| Page excerpt |
--- Begin ---

# Lab Reviews



## kathyt (Mar 3, 2013)

I thought I would share this in case anyone was looking for a good print or product lab. I was happy to see ProDpi on top, because they are amazing. Their quality is top notch and my clients love them. Plus, I love Fuji paper. 
Test Results: Best Online Photo Print Lab


----------



## Mully (Mar 3, 2013)

Thanks for the heads-up I have never used them and was sort of stuck on Miller. I will give them a try.  Have you tried CGPro for canvas prints ..they are great!!


----------



## kathyt (Mar 3, 2013)

Mully said:


> Thanks for the heads-up I have never used them and was sort of stuck on Miller. I will give them a try.  Have you tried CGPro for canvas prints ..they are great!!



I did try them and they were pretty good. I normally use Pixel2Canvas, and their quality is far superior to CGPro. Pixel2Canvas prices are higher but they have really good sales.


----------



## manaheim (Mar 3, 2013)

Thanks very much for posting this.  I've been using  MPIX for some time now and been pretty pleased with them, though lately I've felt like their support has dropped a bit and their prices seem higher than I expect, so I'll give some of these other folks a try.


----------



## KmH (Mar 3, 2013)

A while back Miller's operations moved about 100 mi from where Miller's had always been - small town Pittsburg, Kansas (pop. 20,000) - to 8x larger Springfield Missouri (pop. 160,000).
Staffing had become a problem because of the small local pool of potential employees, and because few good management type candidates found rural Pittsburg attractive as a place to relocate to.

By the same token, some very good key people were not willing to relocate from rural Pittsburg to the 'big city' of Springfield.  Consequently, there were some key people changes at Miller's.

I agree. Customer support has suffered somewhat as a result of those personnel changes.
But, overall I still consider Miller's one of the top 3 labs. As that link notes, Miller's shipping and packaging is still the industry's best.


----------

--- End ---

| Given task A |
From the photo lab thread, reproduce the passage that opens with the words containing "## KmH (Mar" and closes with "Missouri (pop. 160,000).".
| Given task B |
Answer these questions using the photo lab thread:
(i) Which lab does kathyt normally use for canvas prints?
(ii) Which lab has manaheim been using for some time?
(iii) What population is given for Springfield, Missouri?
| Given task C |
Translate this sentence from the photo lab thread into Spanish: "Pixel2Canvas prices are higher but they have really good sales."
The rows that come next have nothing to do with the forum thread.

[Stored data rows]
--- Begin ---

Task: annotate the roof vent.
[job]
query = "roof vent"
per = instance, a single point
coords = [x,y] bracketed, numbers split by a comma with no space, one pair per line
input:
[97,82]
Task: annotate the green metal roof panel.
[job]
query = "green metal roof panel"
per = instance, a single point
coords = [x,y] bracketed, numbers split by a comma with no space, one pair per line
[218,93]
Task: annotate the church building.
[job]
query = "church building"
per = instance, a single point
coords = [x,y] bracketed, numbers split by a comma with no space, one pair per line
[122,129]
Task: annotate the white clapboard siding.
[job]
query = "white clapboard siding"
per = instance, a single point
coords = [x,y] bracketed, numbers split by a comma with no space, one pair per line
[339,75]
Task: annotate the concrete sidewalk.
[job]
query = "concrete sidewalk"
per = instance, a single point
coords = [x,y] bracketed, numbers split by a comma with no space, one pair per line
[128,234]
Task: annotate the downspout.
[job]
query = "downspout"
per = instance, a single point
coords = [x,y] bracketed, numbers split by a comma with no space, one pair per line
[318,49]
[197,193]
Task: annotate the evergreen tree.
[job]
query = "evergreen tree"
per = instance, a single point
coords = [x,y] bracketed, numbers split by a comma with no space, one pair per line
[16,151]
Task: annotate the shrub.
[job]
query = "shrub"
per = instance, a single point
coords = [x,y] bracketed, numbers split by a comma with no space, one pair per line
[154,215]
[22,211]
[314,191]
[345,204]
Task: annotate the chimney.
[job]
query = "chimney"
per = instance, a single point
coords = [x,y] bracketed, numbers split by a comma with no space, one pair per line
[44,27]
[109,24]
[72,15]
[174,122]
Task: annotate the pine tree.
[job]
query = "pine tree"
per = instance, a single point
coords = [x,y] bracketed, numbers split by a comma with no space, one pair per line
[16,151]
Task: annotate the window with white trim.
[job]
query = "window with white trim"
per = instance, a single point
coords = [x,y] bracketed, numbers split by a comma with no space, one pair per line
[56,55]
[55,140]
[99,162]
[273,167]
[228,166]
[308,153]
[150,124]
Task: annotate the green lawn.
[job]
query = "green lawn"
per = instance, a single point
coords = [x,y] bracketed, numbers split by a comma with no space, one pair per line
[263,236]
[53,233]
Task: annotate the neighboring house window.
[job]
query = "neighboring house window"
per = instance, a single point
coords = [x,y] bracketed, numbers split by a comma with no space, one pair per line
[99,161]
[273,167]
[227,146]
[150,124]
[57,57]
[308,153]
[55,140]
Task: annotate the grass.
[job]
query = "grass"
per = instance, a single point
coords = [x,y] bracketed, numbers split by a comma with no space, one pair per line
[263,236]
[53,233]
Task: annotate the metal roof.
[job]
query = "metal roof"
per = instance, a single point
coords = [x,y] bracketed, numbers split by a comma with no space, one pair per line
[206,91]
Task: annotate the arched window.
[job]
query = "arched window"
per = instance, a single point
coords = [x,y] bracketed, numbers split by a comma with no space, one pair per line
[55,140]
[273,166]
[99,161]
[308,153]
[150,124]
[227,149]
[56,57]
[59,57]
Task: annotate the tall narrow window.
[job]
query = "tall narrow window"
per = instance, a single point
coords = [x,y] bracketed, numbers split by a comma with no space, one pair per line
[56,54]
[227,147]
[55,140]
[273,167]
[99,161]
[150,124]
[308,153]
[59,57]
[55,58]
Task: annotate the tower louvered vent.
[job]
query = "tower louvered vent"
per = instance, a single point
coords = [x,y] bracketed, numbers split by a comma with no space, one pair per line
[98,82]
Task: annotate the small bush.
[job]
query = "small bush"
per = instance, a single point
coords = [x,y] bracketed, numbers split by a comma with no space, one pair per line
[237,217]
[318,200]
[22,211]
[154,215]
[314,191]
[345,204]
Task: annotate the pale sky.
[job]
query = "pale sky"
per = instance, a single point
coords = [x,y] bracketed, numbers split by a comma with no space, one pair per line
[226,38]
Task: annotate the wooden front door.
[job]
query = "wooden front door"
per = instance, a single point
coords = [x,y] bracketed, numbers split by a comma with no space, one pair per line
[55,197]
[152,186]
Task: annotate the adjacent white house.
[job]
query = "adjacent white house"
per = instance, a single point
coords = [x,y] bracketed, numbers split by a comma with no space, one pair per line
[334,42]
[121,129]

--- End ---

| Task result A |
## KmH (Mar 3, 2013)

A while back Miller's operations moved about 100 mi from where Miller's had always been - small town Pittsburg, Kansas (pop. 20,000) - to 8x larger Springfield Missouri (pop. 160,000).

| Task result B |
(i) Pixel2Canvas
(ii) MPIX
(iii) 160,000

| Task result C |
Los precios de Pixel2Canvas son más altos, pero tienen muy buenas ofertas.